*** Opening DATASET EXTRACT ***
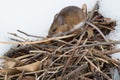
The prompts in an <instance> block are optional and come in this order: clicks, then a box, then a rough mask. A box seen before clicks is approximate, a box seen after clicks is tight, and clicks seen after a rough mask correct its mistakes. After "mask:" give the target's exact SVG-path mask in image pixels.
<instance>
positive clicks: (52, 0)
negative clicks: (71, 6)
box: [0, 0, 120, 58]
mask: <svg viewBox="0 0 120 80" xmlns="http://www.w3.org/2000/svg"><path fill="white" fill-rule="evenodd" d="M96 1H97V0H0V41H8V40H9V37H11V36H9V35H8V34H7V33H8V32H13V33H14V32H15V33H16V30H17V29H20V30H22V31H24V32H27V33H30V34H33V35H39V36H46V35H47V33H48V30H49V27H50V25H51V23H52V20H53V17H54V15H55V14H56V13H58V12H59V11H60V10H61V9H62V8H64V7H66V6H71V5H74V6H79V7H81V6H82V4H84V3H86V4H87V6H88V10H91V9H92V7H93V6H94V4H95V3H96ZM99 1H100V9H99V11H100V13H102V14H103V15H104V16H105V17H110V18H112V19H114V20H116V21H117V26H116V30H115V31H113V32H112V33H111V34H110V35H109V38H110V39H112V40H120V1H119V0H99ZM10 46H11V45H5V44H0V55H3V54H4V53H5V52H6V51H7V50H8V49H9V48H10ZM117 47H120V46H119V45H117ZM118 55H119V54H117V55H115V56H117V57H118V58H119V57H120V56H118Z"/></svg>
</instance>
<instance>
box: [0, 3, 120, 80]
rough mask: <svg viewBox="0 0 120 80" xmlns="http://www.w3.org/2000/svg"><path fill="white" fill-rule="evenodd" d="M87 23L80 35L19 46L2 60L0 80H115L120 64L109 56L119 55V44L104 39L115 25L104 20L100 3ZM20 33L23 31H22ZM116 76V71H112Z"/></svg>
mask: <svg viewBox="0 0 120 80" xmlns="http://www.w3.org/2000/svg"><path fill="white" fill-rule="evenodd" d="M87 16H88V18H87V22H86V24H85V25H84V27H83V28H82V29H80V30H77V31H80V32H79V33H78V34H75V32H76V31H74V32H73V33H71V34H69V35H65V36H59V37H52V38H44V39H43V40H40V41H31V42H27V43H26V42H18V43H19V45H18V46H17V47H15V48H11V49H10V50H9V51H8V52H7V53H6V54H5V56H4V57H3V59H4V60H5V62H4V64H3V65H4V67H3V69H1V70H0V73H1V75H0V79H1V80H4V79H5V80H6V79H7V80H9V79H11V80H17V79H18V80H112V79H113V74H112V73H111V71H113V69H117V71H119V69H120V67H119V65H120V61H119V60H115V59H112V58H111V57H110V54H113V53H114V52H119V51H120V50H119V49H118V50H115V49H114V46H115V44H117V43H120V42H115V41H110V40H108V39H107V38H105V36H106V35H108V34H109V33H110V32H111V31H113V30H114V27H115V26H116V22H115V21H112V20H111V19H110V18H104V17H103V16H102V15H101V14H100V13H99V11H98V3H97V4H96V5H95V7H94V8H93V10H92V11H90V12H88V13H87ZM19 32H20V31H19ZM113 72H114V71H113Z"/></svg>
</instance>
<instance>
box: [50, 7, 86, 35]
mask: <svg viewBox="0 0 120 80" xmlns="http://www.w3.org/2000/svg"><path fill="white" fill-rule="evenodd" d="M85 19H86V17H85V14H84V12H83V10H82V9H81V8H79V7H76V6H68V7H65V8H63V9H62V10H61V11H60V12H59V13H58V14H56V15H55V17H54V20H53V23H52V24H51V27H50V29H49V32H48V36H51V37H52V36H54V35H57V34H61V33H63V34H64V33H65V32H68V31H72V30H74V29H77V28H79V27H80V26H81V25H82V24H83V23H84V22H85Z"/></svg>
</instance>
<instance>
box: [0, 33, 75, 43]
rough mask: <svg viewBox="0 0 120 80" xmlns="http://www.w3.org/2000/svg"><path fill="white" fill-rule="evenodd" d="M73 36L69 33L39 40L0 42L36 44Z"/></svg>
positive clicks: (57, 39)
mask: <svg viewBox="0 0 120 80" xmlns="http://www.w3.org/2000/svg"><path fill="white" fill-rule="evenodd" d="M73 36H75V34H70V35H66V36H61V37H52V38H47V39H45V40H39V41H32V42H30V41H26V42H0V44H37V43H43V42H49V41H52V40H59V39H65V38H69V37H73Z"/></svg>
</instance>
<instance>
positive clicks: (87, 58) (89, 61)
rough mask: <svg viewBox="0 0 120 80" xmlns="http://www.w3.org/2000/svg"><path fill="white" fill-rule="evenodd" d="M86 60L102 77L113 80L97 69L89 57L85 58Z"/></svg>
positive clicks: (99, 69) (108, 76) (106, 78)
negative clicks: (88, 58)
mask: <svg viewBox="0 0 120 80" xmlns="http://www.w3.org/2000/svg"><path fill="white" fill-rule="evenodd" d="M84 58H85V59H86V60H87V61H88V62H89V63H90V64H91V65H92V66H93V67H94V68H95V69H96V70H97V71H98V72H99V73H101V75H102V76H104V77H105V78H106V79H107V80H112V79H111V78H110V77H109V76H108V75H106V74H105V73H103V72H102V71H101V70H100V69H99V68H97V67H96V66H95V65H94V64H93V63H92V62H91V61H90V60H89V59H88V58H87V57H85V56H84Z"/></svg>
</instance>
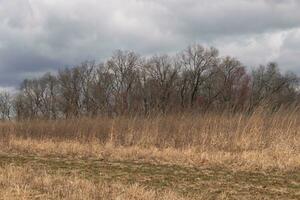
*** Closing DATASET EXTRACT ***
The range runs from the line containing "box: [50, 7, 86, 35]" through the end of the entries; print those lines exactly and leave the pictures out.

box: [50, 7, 86, 35]
mask: <svg viewBox="0 0 120 80" xmlns="http://www.w3.org/2000/svg"><path fill="white" fill-rule="evenodd" d="M85 19H86V17H85V14H84V12H83V10H82V9H81V8H79V7H76V6H68V7H65V8H63V9H62V10H61V11H60V12H59V13H58V14H56V15H55V17H54V20H53V23H52V24H51V27H50V29H49V32H48V36H51V37H52V36H54V35H57V34H61V33H63V34H64V33H65V32H68V31H72V30H74V29H77V28H79V27H80V26H81V25H82V24H83V23H84V22H85Z"/></svg>
</instance>
<instance>
box: [0, 33, 75, 43]
rough mask: <svg viewBox="0 0 120 80" xmlns="http://www.w3.org/2000/svg"><path fill="white" fill-rule="evenodd" d="M73 36L69 33L39 40L0 42L36 44Z"/></svg>
positive clicks: (57, 39)
mask: <svg viewBox="0 0 120 80" xmlns="http://www.w3.org/2000/svg"><path fill="white" fill-rule="evenodd" d="M73 36H75V34H70V35H66V36H61V37H52V38H47V39H45V40H39V41H32V42H30V41H26V42H0V44H37V43H43V42H49V41H52V40H59V39H65V38H69V37H73Z"/></svg>
</instance>
<instance>
positive clicks: (87, 58) (89, 61)
rough mask: <svg viewBox="0 0 120 80" xmlns="http://www.w3.org/2000/svg"><path fill="white" fill-rule="evenodd" d="M86 60L102 77L113 80L97 69L89 57L85 58Z"/></svg>
positive clicks: (99, 69) (108, 76) (106, 78)
negative clicks: (88, 58)
mask: <svg viewBox="0 0 120 80" xmlns="http://www.w3.org/2000/svg"><path fill="white" fill-rule="evenodd" d="M84 58H85V59H86V60H87V61H88V62H89V63H90V64H91V65H92V66H93V67H94V68H95V69H96V70H97V71H98V72H99V73H101V75H102V76H104V77H105V78H106V79H107V80H112V79H111V78H110V77H109V76H108V75H106V74H105V73H103V72H102V71H101V70H100V69H99V68H97V67H96V66H95V65H94V64H93V63H92V62H91V61H90V60H89V59H88V58H87V57H85V56H84Z"/></svg>
</instance>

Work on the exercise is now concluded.